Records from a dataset
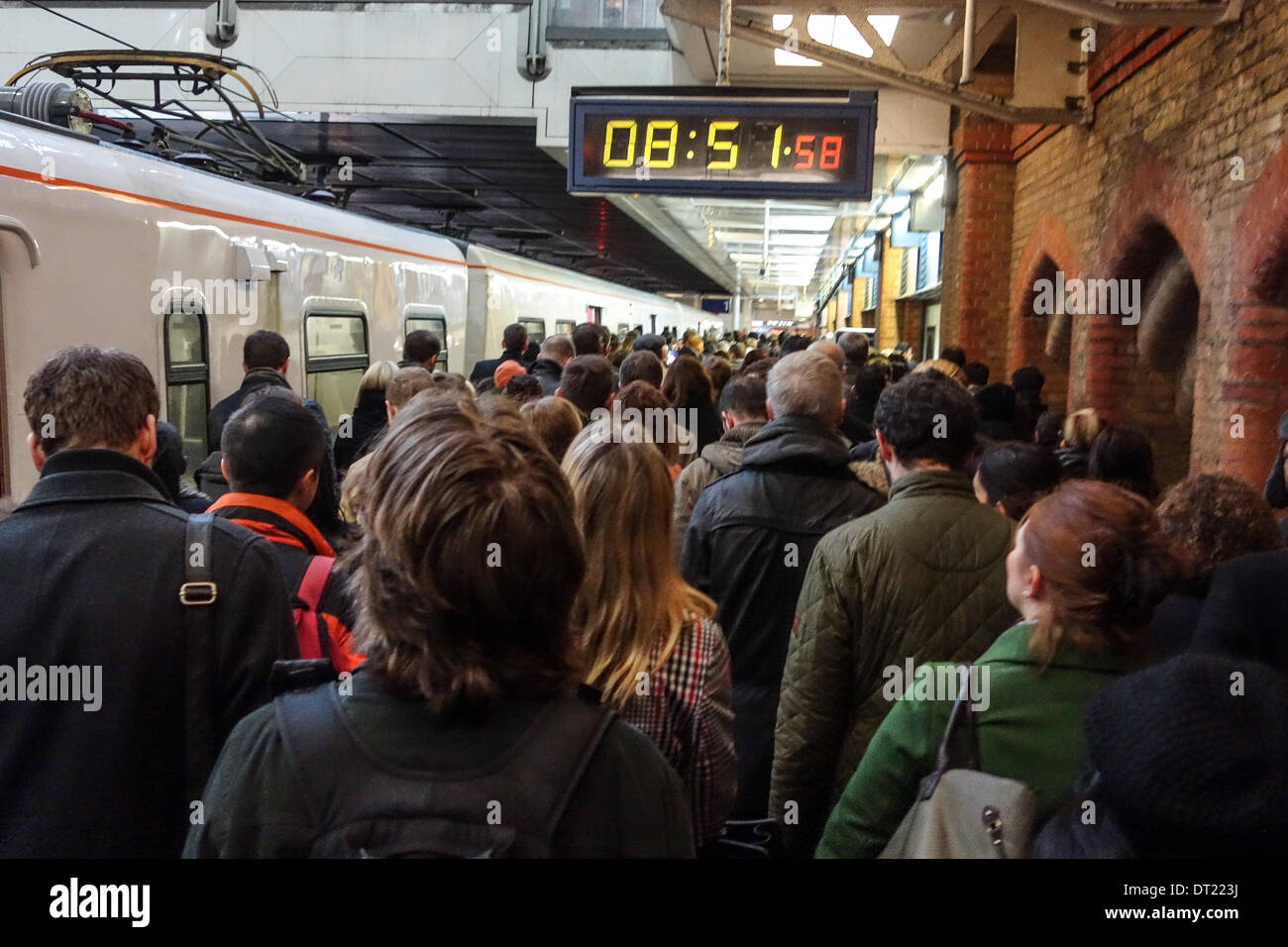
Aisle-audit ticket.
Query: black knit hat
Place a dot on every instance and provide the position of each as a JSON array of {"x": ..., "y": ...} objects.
[{"x": 1190, "y": 767}]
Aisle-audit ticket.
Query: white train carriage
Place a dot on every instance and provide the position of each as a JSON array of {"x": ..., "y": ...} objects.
[{"x": 104, "y": 247}]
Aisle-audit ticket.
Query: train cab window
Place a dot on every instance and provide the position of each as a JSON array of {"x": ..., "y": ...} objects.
[
  {"x": 536, "y": 330},
  {"x": 187, "y": 381},
  {"x": 335, "y": 356},
  {"x": 430, "y": 324}
]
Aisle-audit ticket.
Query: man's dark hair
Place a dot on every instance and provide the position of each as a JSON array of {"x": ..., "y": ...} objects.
[
  {"x": 514, "y": 339},
  {"x": 1125, "y": 457},
  {"x": 977, "y": 372},
  {"x": 651, "y": 343},
  {"x": 927, "y": 416},
  {"x": 1028, "y": 380},
  {"x": 745, "y": 395},
  {"x": 640, "y": 367},
  {"x": 587, "y": 381},
  {"x": 265, "y": 350},
  {"x": 953, "y": 354},
  {"x": 86, "y": 395},
  {"x": 523, "y": 388},
  {"x": 585, "y": 339},
  {"x": 794, "y": 343},
  {"x": 1048, "y": 429},
  {"x": 270, "y": 442},
  {"x": 855, "y": 348},
  {"x": 420, "y": 347},
  {"x": 868, "y": 382},
  {"x": 1018, "y": 474}
]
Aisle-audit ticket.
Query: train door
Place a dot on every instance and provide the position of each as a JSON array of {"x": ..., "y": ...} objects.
[
  {"x": 336, "y": 354},
  {"x": 187, "y": 377},
  {"x": 432, "y": 318}
]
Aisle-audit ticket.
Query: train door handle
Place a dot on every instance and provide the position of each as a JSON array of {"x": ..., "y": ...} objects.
[{"x": 17, "y": 227}]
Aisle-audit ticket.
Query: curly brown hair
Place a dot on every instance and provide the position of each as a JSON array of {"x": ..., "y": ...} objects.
[{"x": 1210, "y": 518}]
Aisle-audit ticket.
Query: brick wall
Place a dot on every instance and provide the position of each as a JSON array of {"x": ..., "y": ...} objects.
[{"x": 1172, "y": 110}]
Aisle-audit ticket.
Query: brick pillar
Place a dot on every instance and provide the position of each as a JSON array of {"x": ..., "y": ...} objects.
[{"x": 978, "y": 241}]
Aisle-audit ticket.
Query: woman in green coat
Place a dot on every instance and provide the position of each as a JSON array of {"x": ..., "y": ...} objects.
[{"x": 1086, "y": 573}]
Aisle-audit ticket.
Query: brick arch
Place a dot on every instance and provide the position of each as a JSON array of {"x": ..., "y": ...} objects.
[
  {"x": 1153, "y": 200},
  {"x": 1048, "y": 241},
  {"x": 1256, "y": 373}
]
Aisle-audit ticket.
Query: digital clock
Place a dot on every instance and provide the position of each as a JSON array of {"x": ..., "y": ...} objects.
[{"x": 737, "y": 144}]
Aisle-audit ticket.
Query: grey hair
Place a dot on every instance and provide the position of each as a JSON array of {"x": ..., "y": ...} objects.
[{"x": 805, "y": 382}]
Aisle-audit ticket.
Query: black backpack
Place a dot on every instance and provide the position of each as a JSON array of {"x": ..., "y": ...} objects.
[{"x": 370, "y": 809}]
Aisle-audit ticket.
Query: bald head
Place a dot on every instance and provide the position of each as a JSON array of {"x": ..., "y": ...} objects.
[{"x": 806, "y": 384}]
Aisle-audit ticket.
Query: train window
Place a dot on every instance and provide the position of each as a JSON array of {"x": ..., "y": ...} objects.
[
  {"x": 438, "y": 326},
  {"x": 335, "y": 356},
  {"x": 536, "y": 330},
  {"x": 187, "y": 381}
]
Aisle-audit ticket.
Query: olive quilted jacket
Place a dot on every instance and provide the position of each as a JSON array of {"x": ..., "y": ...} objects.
[{"x": 921, "y": 578}]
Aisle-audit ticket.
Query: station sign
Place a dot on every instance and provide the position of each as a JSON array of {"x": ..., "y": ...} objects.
[{"x": 702, "y": 142}]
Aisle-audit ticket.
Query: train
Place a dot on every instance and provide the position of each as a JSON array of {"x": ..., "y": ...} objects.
[{"x": 108, "y": 247}]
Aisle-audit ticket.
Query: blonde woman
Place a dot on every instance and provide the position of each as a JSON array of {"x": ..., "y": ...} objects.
[
  {"x": 369, "y": 416},
  {"x": 1081, "y": 431},
  {"x": 647, "y": 637}
]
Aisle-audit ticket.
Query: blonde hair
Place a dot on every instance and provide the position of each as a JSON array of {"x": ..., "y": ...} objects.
[
  {"x": 376, "y": 377},
  {"x": 1082, "y": 428},
  {"x": 632, "y": 603}
]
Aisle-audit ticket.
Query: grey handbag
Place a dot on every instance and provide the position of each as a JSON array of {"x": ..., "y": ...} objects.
[{"x": 961, "y": 812}]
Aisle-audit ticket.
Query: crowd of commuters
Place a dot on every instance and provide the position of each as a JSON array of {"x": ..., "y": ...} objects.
[{"x": 619, "y": 595}]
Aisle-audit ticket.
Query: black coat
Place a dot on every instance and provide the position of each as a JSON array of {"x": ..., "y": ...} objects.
[
  {"x": 549, "y": 372},
  {"x": 487, "y": 368},
  {"x": 93, "y": 562},
  {"x": 368, "y": 424},
  {"x": 1245, "y": 613},
  {"x": 747, "y": 545}
]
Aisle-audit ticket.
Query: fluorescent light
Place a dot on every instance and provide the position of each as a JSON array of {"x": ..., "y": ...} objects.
[
  {"x": 884, "y": 25},
  {"x": 784, "y": 58},
  {"x": 838, "y": 33}
]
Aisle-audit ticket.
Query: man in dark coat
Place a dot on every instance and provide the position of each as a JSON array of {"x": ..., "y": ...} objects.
[
  {"x": 1243, "y": 616},
  {"x": 514, "y": 339},
  {"x": 555, "y": 354},
  {"x": 95, "y": 558},
  {"x": 751, "y": 536}
]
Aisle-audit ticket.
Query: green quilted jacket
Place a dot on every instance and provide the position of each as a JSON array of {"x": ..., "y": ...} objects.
[{"x": 923, "y": 578}]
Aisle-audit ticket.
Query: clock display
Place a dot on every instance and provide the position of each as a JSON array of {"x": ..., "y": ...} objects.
[{"x": 734, "y": 146}]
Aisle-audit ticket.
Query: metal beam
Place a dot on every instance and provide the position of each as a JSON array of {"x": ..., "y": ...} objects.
[
  {"x": 760, "y": 33},
  {"x": 1136, "y": 13}
]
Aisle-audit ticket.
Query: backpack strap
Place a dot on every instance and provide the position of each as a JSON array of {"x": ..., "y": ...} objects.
[
  {"x": 197, "y": 594},
  {"x": 309, "y": 594},
  {"x": 536, "y": 781}
]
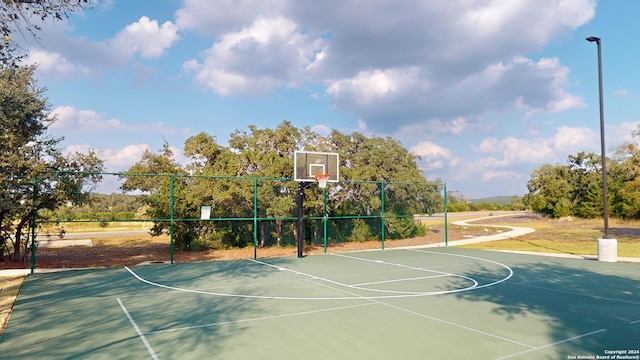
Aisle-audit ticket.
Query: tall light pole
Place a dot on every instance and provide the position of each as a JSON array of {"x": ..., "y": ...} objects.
[{"x": 604, "y": 161}]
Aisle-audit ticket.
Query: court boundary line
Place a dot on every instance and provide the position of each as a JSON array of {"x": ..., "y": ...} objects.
[
  {"x": 447, "y": 322},
  {"x": 579, "y": 294},
  {"x": 186, "y": 328},
  {"x": 405, "y": 293},
  {"x": 552, "y": 344},
  {"x": 138, "y": 331}
]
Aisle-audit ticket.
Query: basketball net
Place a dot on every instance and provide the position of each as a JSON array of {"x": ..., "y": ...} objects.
[{"x": 322, "y": 180}]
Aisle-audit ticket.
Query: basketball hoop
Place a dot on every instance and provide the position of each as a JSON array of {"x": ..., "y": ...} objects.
[{"x": 322, "y": 180}]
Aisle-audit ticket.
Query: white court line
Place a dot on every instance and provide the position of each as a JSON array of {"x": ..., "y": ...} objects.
[
  {"x": 557, "y": 278},
  {"x": 312, "y": 277},
  {"x": 399, "y": 280},
  {"x": 404, "y": 293},
  {"x": 263, "y": 297},
  {"x": 437, "y": 319},
  {"x": 256, "y": 319},
  {"x": 137, "y": 329},
  {"x": 552, "y": 344},
  {"x": 456, "y": 255},
  {"x": 577, "y": 293}
]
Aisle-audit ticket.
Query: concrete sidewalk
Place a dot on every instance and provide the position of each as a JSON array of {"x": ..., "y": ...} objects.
[{"x": 510, "y": 232}]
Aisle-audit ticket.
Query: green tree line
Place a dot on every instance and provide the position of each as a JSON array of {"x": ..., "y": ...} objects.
[
  {"x": 268, "y": 154},
  {"x": 575, "y": 189}
]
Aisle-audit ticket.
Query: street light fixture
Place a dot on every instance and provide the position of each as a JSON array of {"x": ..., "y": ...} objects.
[{"x": 604, "y": 161}]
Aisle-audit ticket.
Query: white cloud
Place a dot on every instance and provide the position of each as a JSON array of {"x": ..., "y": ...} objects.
[
  {"x": 322, "y": 129},
  {"x": 410, "y": 62},
  {"x": 54, "y": 63},
  {"x": 433, "y": 156},
  {"x": 72, "y": 119},
  {"x": 123, "y": 158},
  {"x": 217, "y": 17},
  {"x": 271, "y": 53},
  {"x": 146, "y": 37}
]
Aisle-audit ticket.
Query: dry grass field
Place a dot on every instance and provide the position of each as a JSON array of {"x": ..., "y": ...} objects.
[{"x": 567, "y": 235}]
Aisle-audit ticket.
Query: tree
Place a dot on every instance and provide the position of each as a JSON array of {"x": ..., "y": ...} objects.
[
  {"x": 550, "y": 190},
  {"x": 256, "y": 165},
  {"x": 19, "y": 15},
  {"x": 28, "y": 153}
]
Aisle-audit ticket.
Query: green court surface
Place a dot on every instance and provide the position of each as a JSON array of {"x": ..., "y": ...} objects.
[{"x": 396, "y": 304}]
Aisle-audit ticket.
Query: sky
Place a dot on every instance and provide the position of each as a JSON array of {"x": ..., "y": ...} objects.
[{"x": 483, "y": 91}]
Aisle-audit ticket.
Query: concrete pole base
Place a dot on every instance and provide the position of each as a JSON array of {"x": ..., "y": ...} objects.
[{"x": 608, "y": 250}]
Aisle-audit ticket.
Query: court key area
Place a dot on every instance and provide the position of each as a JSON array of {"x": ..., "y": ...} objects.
[{"x": 403, "y": 304}]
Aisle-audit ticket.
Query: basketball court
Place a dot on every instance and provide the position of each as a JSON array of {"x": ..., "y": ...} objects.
[{"x": 402, "y": 303}]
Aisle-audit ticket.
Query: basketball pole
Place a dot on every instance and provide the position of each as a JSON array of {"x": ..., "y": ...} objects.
[{"x": 301, "y": 186}]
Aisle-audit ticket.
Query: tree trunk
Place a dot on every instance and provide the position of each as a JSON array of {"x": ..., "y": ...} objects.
[
  {"x": 263, "y": 235},
  {"x": 278, "y": 232},
  {"x": 17, "y": 246}
]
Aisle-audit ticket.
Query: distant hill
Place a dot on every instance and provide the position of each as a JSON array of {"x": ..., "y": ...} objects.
[{"x": 500, "y": 200}]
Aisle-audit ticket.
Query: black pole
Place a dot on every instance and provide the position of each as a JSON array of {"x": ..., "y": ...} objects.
[
  {"x": 301, "y": 187},
  {"x": 602, "y": 145}
]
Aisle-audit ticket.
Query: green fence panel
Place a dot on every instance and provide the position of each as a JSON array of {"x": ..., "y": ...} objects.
[{"x": 113, "y": 219}]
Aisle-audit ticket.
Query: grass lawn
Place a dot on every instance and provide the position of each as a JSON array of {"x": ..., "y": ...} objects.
[{"x": 567, "y": 235}]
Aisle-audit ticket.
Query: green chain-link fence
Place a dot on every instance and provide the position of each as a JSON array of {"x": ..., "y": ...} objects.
[{"x": 124, "y": 219}]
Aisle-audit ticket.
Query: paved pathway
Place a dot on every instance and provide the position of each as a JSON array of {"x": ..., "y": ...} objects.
[{"x": 513, "y": 231}]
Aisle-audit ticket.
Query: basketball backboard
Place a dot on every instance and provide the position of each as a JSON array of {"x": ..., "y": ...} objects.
[{"x": 308, "y": 164}]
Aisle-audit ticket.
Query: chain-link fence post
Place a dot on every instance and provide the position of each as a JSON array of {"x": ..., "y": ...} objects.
[
  {"x": 171, "y": 216},
  {"x": 34, "y": 218},
  {"x": 382, "y": 212}
]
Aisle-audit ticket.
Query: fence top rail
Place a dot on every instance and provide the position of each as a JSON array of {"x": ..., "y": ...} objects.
[{"x": 124, "y": 174}]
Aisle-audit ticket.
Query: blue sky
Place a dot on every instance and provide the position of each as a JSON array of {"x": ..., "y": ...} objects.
[{"x": 484, "y": 91}]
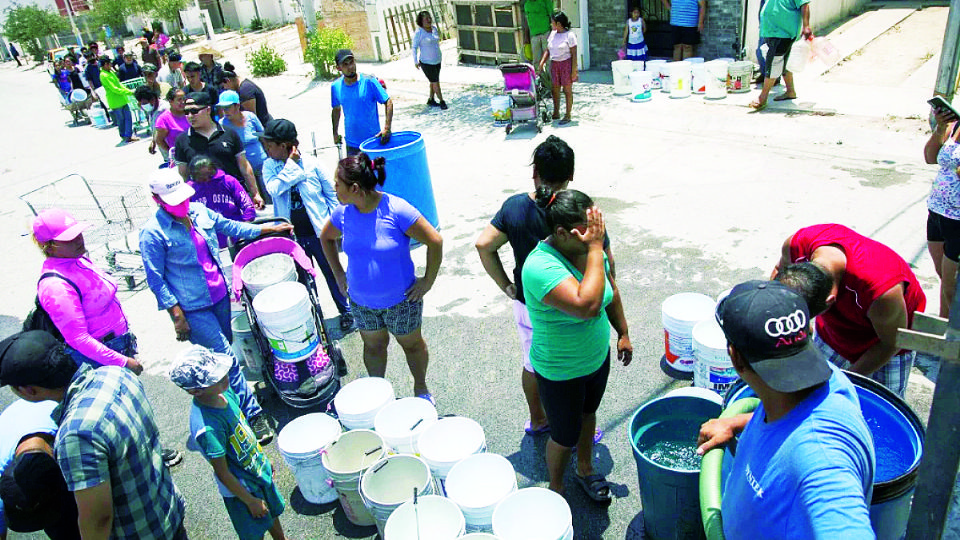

__TASK TO CARRY OUT__:
Write out only the lines that run from the line containing "Query: black coat" through the line containing "Query: fluorescent light", both included, exactly as they appear above.

__TASK RESULT__:
Query: black coat
Place a dot on every instance and provide the position of each as a JSON array of {"x": ..., "y": ...} objects.
[
  {"x": 549, "y": 372},
  {"x": 487, "y": 368},
  {"x": 93, "y": 562},
  {"x": 368, "y": 424},
  {"x": 1245, "y": 613},
  {"x": 747, "y": 545}
]
Aisle-audit ticket.
Query: fluorescent light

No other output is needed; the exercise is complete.